DESCRIPTION OF THE TASK:
Copy out exactly the lines from the one containing "Can you find the outlet" to the last line of the records below, both included, and leave out any pictures.

*** Opening DATASET CONTENT ***

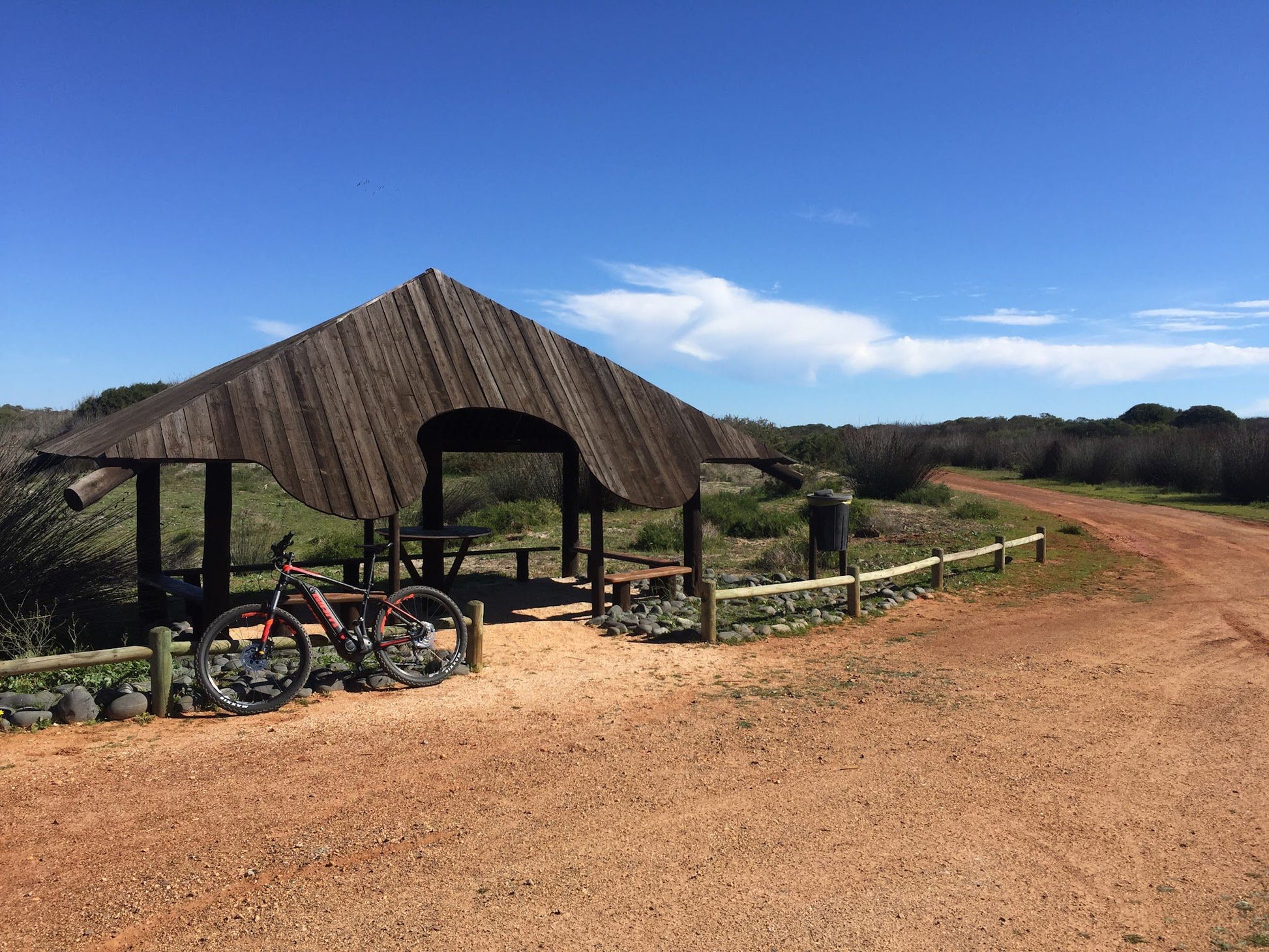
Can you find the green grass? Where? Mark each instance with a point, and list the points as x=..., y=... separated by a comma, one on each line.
x=1146, y=496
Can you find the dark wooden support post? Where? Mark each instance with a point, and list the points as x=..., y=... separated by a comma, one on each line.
x=395, y=552
x=217, y=522
x=150, y=601
x=570, y=507
x=693, y=543
x=595, y=558
x=432, y=516
x=160, y=670
x=367, y=540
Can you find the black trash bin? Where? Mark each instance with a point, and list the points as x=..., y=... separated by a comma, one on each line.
x=830, y=526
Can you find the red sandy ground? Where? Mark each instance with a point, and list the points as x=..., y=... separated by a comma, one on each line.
x=1050, y=776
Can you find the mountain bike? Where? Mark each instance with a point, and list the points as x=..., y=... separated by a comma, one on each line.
x=257, y=658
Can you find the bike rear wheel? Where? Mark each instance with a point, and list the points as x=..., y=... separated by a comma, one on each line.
x=257, y=674
x=421, y=636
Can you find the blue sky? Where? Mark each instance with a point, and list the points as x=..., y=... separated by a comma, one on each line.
x=837, y=213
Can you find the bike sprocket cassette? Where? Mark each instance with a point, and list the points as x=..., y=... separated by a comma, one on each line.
x=423, y=636
x=256, y=658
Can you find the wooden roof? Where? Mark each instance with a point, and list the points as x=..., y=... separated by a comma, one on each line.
x=335, y=411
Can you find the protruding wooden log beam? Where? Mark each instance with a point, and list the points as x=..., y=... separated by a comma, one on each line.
x=93, y=486
x=693, y=543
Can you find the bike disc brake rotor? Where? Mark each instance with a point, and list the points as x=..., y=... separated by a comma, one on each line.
x=257, y=657
x=423, y=636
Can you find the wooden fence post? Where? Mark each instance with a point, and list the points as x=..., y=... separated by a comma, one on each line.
x=708, y=611
x=476, y=636
x=160, y=670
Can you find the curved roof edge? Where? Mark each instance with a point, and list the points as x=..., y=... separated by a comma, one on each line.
x=334, y=411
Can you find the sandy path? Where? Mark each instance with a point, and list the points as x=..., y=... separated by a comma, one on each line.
x=1053, y=776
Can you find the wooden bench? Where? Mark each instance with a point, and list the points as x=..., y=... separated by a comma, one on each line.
x=348, y=604
x=621, y=582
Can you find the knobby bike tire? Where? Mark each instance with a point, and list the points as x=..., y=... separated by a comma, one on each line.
x=415, y=663
x=248, y=698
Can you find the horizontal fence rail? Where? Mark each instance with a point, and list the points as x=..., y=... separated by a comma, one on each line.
x=163, y=649
x=711, y=595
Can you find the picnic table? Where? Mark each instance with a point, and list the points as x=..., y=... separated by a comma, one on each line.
x=464, y=535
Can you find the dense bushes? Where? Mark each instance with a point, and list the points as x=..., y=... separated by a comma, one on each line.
x=516, y=516
x=1245, y=468
x=888, y=461
x=113, y=399
x=660, y=536
x=59, y=569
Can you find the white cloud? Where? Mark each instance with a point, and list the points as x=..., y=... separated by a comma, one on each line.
x=278, y=331
x=1191, y=327
x=713, y=320
x=833, y=216
x=1011, y=316
x=1193, y=312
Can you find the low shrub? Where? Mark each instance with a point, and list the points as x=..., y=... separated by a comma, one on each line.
x=516, y=516
x=937, y=494
x=975, y=509
x=743, y=516
x=886, y=461
x=659, y=536
x=863, y=518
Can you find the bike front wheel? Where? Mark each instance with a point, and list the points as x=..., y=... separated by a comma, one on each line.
x=253, y=674
x=421, y=636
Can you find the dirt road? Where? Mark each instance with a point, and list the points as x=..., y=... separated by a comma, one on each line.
x=1071, y=773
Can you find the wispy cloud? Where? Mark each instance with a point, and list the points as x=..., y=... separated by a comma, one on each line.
x=1011, y=316
x=1186, y=312
x=833, y=216
x=713, y=320
x=278, y=331
x=1189, y=327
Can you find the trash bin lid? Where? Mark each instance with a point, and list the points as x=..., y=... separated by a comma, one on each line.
x=826, y=497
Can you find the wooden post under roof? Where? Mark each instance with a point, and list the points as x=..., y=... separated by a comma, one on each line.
x=693, y=543
x=150, y=601
x=395, y=552
x=595, y=558
x=570, y=507
x=217, y=522
x=432, y=516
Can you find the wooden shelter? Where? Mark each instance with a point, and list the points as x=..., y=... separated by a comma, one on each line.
x=352, y=418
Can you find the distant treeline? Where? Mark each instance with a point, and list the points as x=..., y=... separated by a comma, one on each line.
x=1201, y=450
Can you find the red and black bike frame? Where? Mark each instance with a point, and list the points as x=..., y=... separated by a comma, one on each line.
x=293, y=576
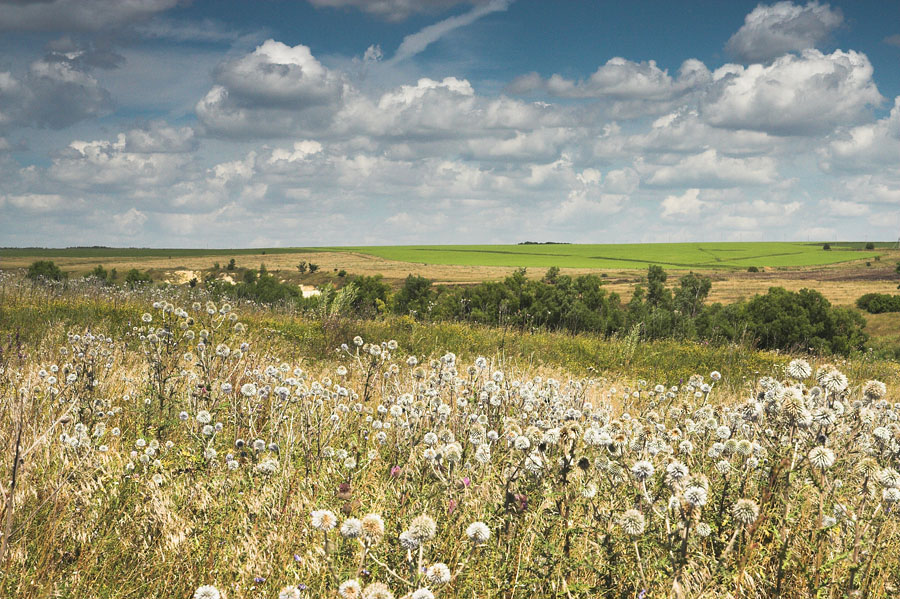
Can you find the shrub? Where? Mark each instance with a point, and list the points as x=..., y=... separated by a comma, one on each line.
x=134, y=277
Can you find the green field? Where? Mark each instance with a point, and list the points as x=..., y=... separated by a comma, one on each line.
x=670, y=255
x=725, y=255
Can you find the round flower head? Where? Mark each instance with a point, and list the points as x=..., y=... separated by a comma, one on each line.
x=438, y=573
x=323, y=520
x=289, y=592
x=372, y=528
x=642, y=470
x=350, y=589
x=745, y=511
x=351, y=528
x=478, y=532
x=423, y=528
x=377, y=590
x=632, y=522
x=207, y=591
x=874, y=390
x=821, y=457
x=695, y=495
x=799, y=369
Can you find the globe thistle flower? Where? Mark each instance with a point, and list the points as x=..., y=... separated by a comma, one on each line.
x=289, y=592
x=874, y=390
x=891, y=495
x=821, y=457
x=423, y=528
x=323, y=520
x=438, y=573
x=207, y=591
x=632, y=522
x=350, y=589
x=351, y=528
x=372, y=528
x=642, y=470
x=745, y=512
x=888, y=477
x=799, y=369
x=478, y=532
x=696, y=495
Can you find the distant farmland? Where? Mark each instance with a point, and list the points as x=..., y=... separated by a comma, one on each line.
x=701, y=256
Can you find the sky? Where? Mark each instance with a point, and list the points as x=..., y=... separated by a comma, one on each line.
x=224, y=123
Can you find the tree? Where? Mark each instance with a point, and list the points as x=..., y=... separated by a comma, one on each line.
x=134, y=278
x=45, y=269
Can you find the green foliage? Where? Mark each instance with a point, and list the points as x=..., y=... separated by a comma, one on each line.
x=414, y=297
x=46, y=270
x=134, y=278
x=878, y=303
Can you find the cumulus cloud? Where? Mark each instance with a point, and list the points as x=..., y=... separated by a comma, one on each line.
x=53, y=93
x=796, y=95
x=620, y=79
x=770, y=31
x=76, y=15
x=273, y=91
x=395, y=10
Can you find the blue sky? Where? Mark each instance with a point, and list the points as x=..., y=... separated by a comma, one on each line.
x=325, y=122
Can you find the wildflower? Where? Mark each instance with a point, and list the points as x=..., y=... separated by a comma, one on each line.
x=377, y=590
x=478, y=532
x=423, y=528
x=438, y=573
x=695, y=495
x=323, y=520
x=350, y=589
x=821, y=457
x=372, y=528
x=351, y=528
x=207, y=591
x=642, y=470
x=632, y=522
x=799, y=369
x=745, y=511
x=289, y=592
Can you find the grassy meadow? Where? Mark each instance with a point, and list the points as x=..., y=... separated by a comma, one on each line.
x=156, y=444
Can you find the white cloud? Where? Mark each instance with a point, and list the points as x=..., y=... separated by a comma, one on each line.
x=417, y=42
x=709, y=169
x=688, y=204
x=796, y=95
x=276, y=90
x=620, y=79
x=770, y=31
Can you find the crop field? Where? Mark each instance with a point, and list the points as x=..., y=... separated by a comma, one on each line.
x=154, y=443
x=696, y=256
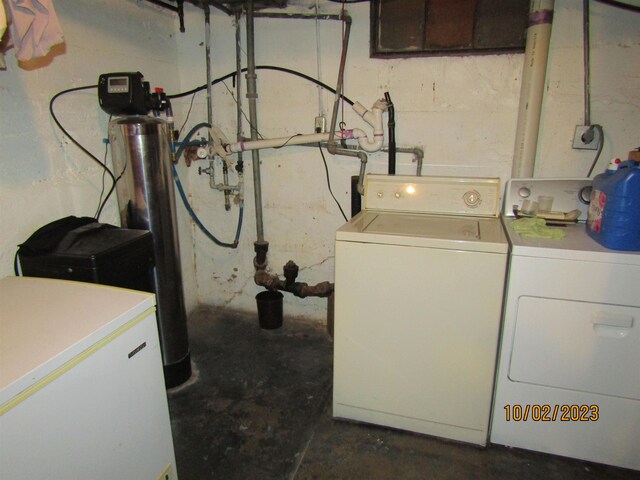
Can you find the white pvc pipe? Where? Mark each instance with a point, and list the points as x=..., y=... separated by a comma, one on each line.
x=532, y=90
x=373, y=118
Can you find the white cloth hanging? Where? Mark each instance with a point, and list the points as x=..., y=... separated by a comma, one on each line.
x=3, y=27
x=34, y=27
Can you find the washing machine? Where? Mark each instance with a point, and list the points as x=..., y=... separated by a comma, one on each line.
x=568, y=380
x=419, y=281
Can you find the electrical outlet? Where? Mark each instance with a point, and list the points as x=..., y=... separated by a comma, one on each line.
x=320, y=124
x=167, y=473
x=580, y=143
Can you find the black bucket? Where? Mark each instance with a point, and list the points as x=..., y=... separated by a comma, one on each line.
x=269, y=309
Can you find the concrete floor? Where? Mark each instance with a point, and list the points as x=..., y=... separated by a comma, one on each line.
x=259, y=407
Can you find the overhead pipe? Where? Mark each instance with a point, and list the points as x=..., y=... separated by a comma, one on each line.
x=339, y=84
x=373, y=117
x=260, y=245
x=532, y=89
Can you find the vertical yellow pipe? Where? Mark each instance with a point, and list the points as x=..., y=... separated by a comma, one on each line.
x=532, y=90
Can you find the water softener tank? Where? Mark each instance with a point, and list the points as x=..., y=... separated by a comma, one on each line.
x=141, y=155
x=614, y=210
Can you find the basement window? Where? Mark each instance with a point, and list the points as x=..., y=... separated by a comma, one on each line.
x=401, y=28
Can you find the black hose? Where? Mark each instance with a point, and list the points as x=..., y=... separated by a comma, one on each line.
x=625, y=6
x=391, y=123
x=261, y=67
x=114, y=180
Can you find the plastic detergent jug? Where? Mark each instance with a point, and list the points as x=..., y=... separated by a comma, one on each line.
x=614, y=211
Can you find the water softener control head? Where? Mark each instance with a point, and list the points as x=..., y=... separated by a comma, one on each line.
x=123, y=93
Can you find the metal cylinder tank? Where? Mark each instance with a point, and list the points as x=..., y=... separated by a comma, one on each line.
x=141, y=156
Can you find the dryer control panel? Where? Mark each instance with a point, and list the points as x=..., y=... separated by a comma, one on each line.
x=435, y=195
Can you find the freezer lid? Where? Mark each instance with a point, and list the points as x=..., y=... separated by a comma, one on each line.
x=46, y=322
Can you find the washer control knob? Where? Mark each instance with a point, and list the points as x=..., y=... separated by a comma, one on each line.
x=472, y=198
x=524, y=192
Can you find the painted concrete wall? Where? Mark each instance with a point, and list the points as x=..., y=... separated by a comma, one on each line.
x=44, y=176
x=461, y=110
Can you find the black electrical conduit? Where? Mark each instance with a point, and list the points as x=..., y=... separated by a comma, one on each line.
x=391, y=124
x=617, y=4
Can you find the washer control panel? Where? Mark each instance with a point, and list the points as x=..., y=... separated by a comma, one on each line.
x=436, y=195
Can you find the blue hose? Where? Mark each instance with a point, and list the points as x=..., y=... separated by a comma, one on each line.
x=185, y=201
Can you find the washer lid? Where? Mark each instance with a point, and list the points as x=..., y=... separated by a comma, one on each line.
x=422, y=230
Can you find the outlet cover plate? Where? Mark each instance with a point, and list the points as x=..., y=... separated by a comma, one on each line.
x=577, y=138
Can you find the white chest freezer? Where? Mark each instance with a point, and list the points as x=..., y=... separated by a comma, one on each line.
x=81, y=385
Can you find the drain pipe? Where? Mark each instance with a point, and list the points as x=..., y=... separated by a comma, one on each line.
x=532, y=89
x=225, y=170
x=260, y=245
x=288, y=284
x=239, y=162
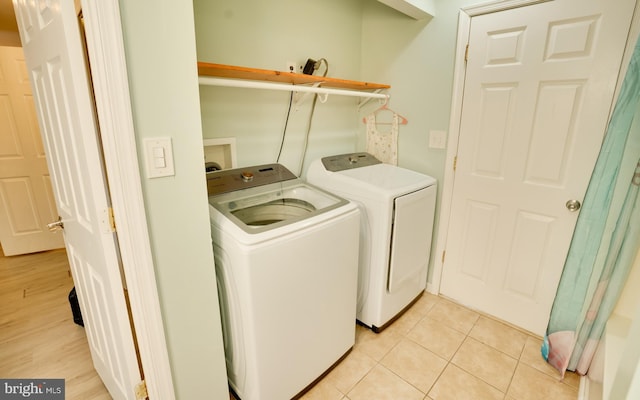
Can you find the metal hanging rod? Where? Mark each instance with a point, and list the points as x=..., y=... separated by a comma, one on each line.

*** Closing DATASET CONTENT ***

RESULT:
Can you find the outlet cover plate? Where? Mark each instance with a point, and list the points as x=..., y=... separated by a comma, one on each line.
x=577, y=138
Can you find the white chest freezer? Where? Mark each instance with a point, and list the points as x=..., y=... separated by a comma, one on each line.
x=81, y=385
Can you find the drain pipe? Where? Mark each instance with a point, and list the points as x=..., y=... separated by a comma, one on each line.
x=532, y=89
x=225, y=170
x=260, y=245
x=288, y=284
x=239, y=162
Can you find the metal hanging rod? Where? Mark each instance with a point, and list the points as x=..., y=... separated by a comma, one on each line.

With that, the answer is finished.